» **RECORD SET**:
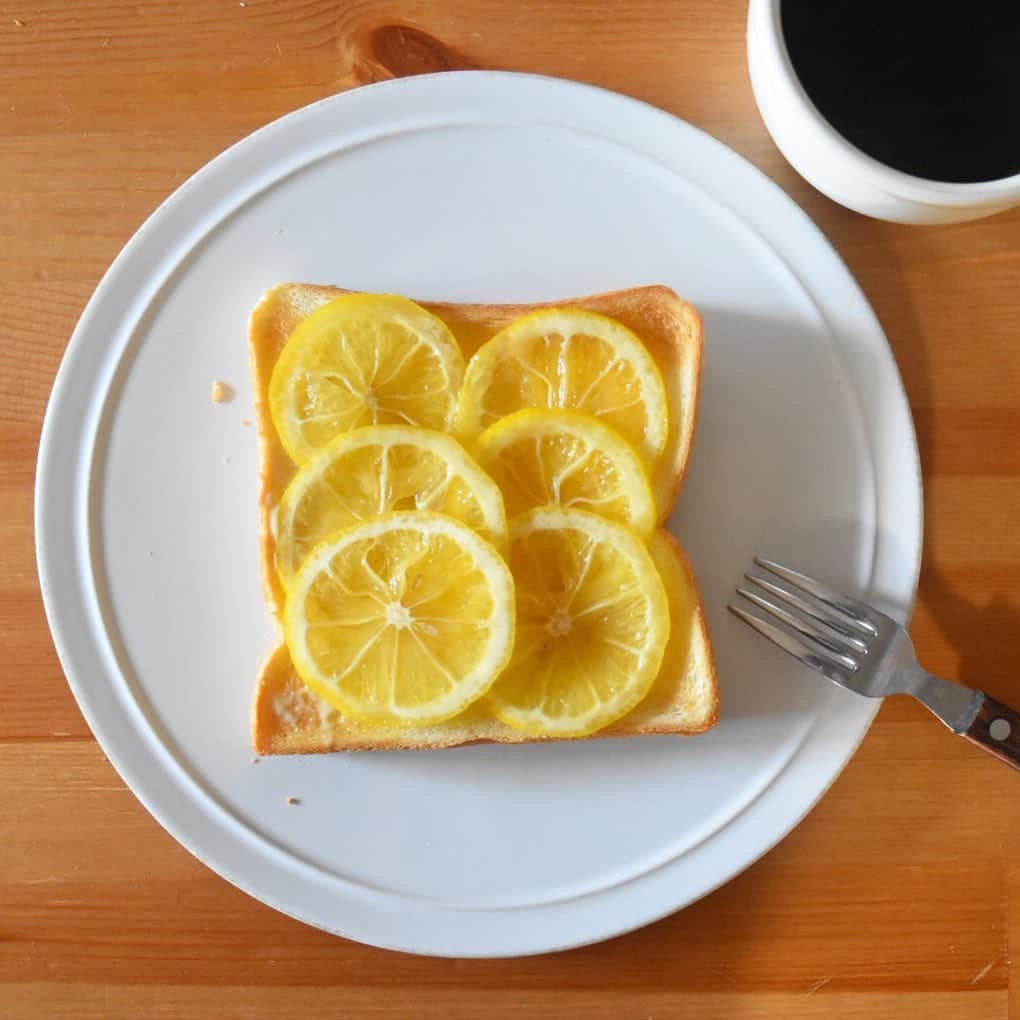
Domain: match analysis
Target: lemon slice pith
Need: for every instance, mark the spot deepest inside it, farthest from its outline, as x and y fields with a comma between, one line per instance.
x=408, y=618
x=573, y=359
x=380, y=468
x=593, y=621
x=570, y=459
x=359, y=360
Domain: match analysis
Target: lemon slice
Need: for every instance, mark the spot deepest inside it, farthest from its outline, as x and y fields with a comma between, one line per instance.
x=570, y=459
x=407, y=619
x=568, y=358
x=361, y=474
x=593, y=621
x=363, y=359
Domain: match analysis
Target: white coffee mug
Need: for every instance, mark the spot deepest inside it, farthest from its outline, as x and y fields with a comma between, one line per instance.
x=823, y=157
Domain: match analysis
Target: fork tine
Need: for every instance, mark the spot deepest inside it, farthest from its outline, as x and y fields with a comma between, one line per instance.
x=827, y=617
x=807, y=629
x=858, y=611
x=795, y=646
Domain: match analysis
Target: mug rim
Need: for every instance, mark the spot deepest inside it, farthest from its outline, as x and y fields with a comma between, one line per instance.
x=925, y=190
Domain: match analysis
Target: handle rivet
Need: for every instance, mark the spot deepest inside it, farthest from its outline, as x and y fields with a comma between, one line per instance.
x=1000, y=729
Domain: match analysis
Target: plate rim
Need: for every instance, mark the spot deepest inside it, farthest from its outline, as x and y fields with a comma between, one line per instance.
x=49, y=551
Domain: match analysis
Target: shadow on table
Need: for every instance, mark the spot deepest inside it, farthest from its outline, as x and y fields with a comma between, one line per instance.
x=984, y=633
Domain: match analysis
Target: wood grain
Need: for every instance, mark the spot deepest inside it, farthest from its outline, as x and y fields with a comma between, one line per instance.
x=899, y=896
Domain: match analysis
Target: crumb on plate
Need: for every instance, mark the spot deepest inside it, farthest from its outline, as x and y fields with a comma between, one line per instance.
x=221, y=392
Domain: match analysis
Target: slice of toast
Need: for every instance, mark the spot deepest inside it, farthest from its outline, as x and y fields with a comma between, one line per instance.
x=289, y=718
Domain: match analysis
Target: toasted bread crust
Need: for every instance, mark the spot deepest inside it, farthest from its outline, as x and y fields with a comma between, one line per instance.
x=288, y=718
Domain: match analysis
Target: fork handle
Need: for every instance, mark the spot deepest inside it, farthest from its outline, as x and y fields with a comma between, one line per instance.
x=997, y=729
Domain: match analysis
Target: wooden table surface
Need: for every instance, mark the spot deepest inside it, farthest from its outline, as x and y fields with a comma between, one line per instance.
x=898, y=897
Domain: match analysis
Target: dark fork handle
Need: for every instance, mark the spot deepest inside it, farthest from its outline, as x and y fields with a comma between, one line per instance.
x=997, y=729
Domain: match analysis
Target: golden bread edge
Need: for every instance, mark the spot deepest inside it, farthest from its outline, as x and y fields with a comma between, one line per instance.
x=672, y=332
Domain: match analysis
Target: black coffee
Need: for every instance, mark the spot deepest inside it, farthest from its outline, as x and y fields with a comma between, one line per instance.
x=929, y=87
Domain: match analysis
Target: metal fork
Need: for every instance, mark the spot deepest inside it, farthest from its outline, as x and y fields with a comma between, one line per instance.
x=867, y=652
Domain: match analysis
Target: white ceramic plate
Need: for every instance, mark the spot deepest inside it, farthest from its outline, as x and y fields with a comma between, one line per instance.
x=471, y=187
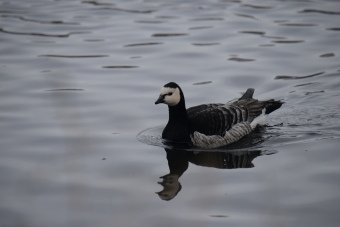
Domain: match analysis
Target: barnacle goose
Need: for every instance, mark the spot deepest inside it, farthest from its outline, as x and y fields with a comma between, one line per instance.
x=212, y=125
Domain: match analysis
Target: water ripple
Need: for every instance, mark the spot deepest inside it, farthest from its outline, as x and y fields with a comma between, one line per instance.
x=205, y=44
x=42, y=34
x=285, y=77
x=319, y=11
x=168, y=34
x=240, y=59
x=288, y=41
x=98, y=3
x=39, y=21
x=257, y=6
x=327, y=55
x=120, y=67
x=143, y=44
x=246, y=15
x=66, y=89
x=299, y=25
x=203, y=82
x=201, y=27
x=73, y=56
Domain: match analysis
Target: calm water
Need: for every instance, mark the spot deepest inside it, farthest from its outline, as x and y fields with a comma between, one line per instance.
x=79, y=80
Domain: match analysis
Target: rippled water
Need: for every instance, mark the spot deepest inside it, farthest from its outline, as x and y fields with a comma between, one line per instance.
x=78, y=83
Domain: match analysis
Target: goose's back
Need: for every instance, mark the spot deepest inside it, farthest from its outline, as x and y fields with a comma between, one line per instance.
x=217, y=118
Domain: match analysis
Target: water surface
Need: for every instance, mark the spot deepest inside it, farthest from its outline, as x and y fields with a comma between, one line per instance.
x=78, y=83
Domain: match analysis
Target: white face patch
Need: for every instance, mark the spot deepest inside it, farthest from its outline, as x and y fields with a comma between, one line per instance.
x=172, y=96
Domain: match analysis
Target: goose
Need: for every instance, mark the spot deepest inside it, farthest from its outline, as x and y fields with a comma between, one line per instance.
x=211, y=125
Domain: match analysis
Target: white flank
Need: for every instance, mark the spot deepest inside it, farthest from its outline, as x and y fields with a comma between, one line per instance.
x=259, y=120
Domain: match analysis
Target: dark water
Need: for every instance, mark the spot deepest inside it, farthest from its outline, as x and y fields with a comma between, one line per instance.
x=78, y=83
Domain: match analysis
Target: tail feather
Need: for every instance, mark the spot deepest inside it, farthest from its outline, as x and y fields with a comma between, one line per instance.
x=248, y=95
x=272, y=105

» **TASK REQUIREMENTS**:
Recast the material above as a JSON list of strings, one string per line, with blank lines omitted and the pictures left out. Include only the lines from the start of the material through the line containing "x=984, y=633", both ends inclusive.

» **RESPONSE**:
[
  "Domain: match analysis",
  "Target: lemon slice pith",
  "Need: for every instance, mark the spot deepest inside it, farthest from its outline, as x and y fields with a comma between, one line per instance.",
  "x=408, y=618",
  "x=573, y=359",
  "x=380, y=468",
  "x=593, y=621",
  "x=570, y=459",
  "x=359, y=360",
  "Domain: match analysis",
  "Target: lemon slice",
  "Need: for every instance, mark the spot deepest inside it, farthest from its outline, as x and y fields with a comma between, one line per instance.",
  "x=570, y=459",
  "x=407, y=619",
  "x=568, y=358",
  "x=361, y=474",
  "x=593, y=621",
  "x=363, y=359",
  "Domain: match analysis",
  "Target: white coffee mug",
  "Need: for every instance, mark the spot deepest inside it, farthest from its outline, as x and y fields with a comma between, one line per instance.",
  "x=823, y=157",
  "Domain: match analysis",
  "Target: fork tine",
  "Need: for every instance, mark the spot deepest inside it, farthest from its outline, as x and y fields with a comma between, one line per instance.",
  "x=827, y=617",
  "x=807, y=629",
  "x=858, y=611",
  "x=795, y=646",
  "Domain: match analysis",
  "Target: mug rim",
  "Need: for every instance, mark the spot deepest inside it, farthest from its outline, as x and y fields with a comma between, one line per instance.",
  "x=925, y=190",
  "Domain: match analysis",
  "Target: handle rivet",
  "Need: for every instance, mark the spot deepest inside it, farthest from its outline, as x and y fields with a comma between, one line per instance.",
  "x=1000, y=729",
  "Domain: match analysis",
  "Target: plate rim",
  "Need: for every instance, mark the spot deepest inside it, farthest from its outline, as x and y fields with a comma between, one line per instance.",
  "x=49, y=551",
  "Domain: match analysis",
  "Target: shadow on table",
  "Need: for every instance, mark the spot deepest inside it, farthest from its outline, as x and y fields with a comma between, one line per instance.",
  "x=984, y=633"
]